(EXERCISE DIRECTIONS): State how many lines of the data below contain the string "distant", matching case exactly, and give only that number.

Items stored from a collection
******
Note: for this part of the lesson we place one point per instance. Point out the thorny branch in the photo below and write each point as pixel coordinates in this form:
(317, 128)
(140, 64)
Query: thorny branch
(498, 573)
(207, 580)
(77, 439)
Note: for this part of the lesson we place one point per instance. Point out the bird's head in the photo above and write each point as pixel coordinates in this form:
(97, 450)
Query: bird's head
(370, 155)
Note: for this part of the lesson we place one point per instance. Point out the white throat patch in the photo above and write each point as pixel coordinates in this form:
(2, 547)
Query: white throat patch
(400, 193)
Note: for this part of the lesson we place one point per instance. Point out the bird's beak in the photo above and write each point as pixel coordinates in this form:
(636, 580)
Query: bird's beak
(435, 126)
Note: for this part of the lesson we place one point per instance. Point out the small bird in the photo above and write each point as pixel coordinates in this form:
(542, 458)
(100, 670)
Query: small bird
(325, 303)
******
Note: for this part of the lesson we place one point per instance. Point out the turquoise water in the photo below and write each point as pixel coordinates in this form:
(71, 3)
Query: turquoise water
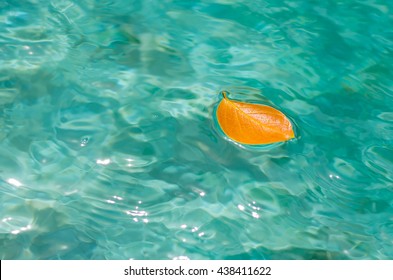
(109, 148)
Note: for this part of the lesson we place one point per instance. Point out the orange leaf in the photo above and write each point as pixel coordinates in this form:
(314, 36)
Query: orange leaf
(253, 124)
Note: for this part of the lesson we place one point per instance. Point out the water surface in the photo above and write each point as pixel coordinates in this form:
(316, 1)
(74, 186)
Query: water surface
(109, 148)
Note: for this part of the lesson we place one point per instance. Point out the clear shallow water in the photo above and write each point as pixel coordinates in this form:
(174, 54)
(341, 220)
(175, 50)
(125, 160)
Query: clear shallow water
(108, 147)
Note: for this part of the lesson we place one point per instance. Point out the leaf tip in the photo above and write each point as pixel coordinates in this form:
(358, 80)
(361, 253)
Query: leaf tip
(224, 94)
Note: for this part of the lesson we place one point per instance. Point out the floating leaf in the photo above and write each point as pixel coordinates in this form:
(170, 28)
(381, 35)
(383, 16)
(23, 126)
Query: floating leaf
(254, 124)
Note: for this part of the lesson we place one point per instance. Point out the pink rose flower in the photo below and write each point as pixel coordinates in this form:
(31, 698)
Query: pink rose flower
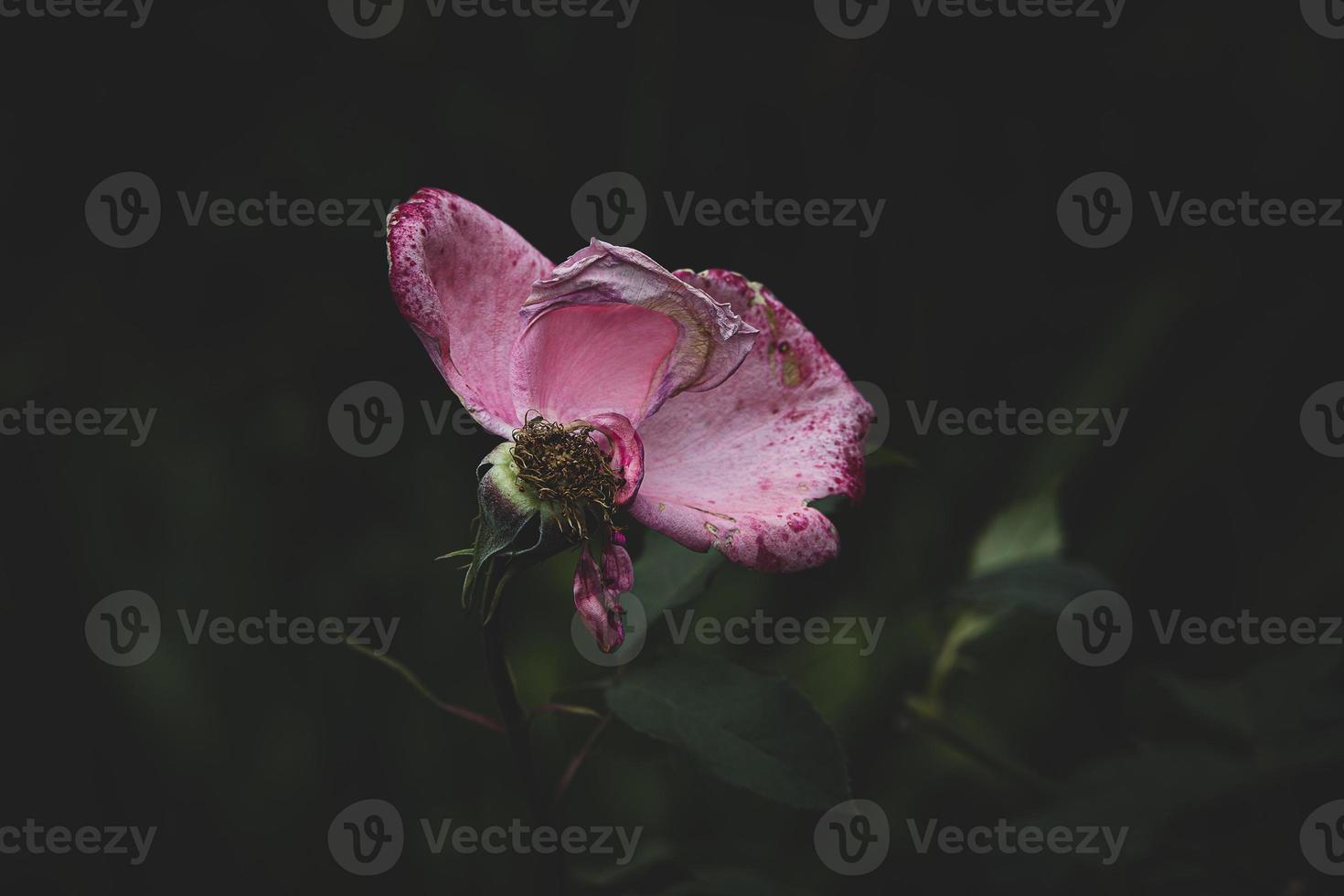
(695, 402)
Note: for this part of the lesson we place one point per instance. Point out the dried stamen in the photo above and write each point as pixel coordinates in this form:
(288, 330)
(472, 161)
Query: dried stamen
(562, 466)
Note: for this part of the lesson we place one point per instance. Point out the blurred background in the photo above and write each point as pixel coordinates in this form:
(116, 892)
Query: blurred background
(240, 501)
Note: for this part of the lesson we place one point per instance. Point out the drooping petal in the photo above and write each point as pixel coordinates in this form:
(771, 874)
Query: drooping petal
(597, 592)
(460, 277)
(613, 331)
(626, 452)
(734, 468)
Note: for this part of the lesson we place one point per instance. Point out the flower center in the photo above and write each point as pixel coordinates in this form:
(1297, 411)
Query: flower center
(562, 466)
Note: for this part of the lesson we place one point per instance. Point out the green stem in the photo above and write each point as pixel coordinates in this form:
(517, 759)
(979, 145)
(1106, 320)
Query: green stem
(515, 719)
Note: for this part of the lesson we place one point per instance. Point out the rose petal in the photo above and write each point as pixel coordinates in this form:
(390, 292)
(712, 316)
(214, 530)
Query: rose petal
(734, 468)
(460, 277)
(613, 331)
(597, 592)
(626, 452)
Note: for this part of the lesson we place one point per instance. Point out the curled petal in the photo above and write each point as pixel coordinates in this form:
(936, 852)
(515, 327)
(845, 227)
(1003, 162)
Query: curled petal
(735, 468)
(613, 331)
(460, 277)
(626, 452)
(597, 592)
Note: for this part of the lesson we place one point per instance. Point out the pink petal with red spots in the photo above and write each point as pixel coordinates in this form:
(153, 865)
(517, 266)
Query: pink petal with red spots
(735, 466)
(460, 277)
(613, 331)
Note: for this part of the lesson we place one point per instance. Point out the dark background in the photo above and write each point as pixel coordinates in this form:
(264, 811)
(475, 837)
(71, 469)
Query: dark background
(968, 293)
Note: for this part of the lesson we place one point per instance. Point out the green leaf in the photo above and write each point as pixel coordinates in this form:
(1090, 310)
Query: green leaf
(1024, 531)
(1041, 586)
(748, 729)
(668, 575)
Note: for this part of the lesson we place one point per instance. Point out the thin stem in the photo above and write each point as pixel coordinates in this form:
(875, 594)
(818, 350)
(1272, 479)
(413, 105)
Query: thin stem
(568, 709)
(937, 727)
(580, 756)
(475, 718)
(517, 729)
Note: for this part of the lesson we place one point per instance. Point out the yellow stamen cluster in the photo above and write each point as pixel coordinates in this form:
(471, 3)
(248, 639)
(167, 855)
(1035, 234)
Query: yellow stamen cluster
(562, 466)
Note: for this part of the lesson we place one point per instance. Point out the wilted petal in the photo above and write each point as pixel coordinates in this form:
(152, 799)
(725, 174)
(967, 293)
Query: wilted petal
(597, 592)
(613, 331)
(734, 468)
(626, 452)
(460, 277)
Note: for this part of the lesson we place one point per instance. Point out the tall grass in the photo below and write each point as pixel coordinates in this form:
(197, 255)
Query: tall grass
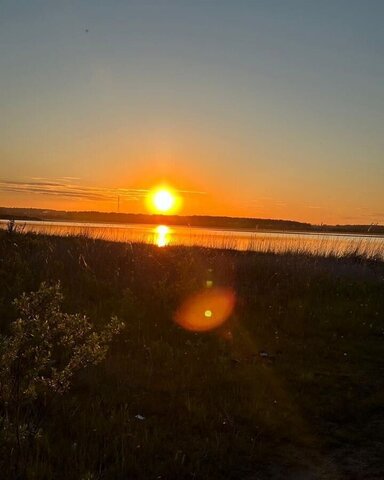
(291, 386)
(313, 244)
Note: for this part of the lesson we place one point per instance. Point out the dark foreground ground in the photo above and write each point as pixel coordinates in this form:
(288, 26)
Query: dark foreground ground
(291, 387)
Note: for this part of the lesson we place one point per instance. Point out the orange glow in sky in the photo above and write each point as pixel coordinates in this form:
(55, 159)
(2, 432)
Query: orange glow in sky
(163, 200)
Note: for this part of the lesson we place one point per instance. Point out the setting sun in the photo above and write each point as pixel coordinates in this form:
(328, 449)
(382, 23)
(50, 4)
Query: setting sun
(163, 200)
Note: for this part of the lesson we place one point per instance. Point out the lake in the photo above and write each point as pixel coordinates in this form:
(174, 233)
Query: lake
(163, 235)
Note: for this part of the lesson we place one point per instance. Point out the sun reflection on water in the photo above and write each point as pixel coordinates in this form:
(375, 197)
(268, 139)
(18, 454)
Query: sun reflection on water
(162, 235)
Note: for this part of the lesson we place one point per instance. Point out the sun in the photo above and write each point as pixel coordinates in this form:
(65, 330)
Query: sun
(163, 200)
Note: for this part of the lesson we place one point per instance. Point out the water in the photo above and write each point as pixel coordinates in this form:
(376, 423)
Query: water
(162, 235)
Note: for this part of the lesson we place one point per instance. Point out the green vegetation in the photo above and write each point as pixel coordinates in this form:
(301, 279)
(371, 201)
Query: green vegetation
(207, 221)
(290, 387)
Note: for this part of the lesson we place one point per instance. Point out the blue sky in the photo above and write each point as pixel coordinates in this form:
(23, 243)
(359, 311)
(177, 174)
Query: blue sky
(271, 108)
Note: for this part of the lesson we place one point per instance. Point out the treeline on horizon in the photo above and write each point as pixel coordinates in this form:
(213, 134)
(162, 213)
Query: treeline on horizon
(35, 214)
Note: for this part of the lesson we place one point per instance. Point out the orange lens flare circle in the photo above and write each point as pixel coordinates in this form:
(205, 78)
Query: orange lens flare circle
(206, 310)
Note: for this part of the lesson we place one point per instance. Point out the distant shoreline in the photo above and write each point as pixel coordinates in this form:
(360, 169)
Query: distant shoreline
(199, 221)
******
(THE COMPLETED TASK): 2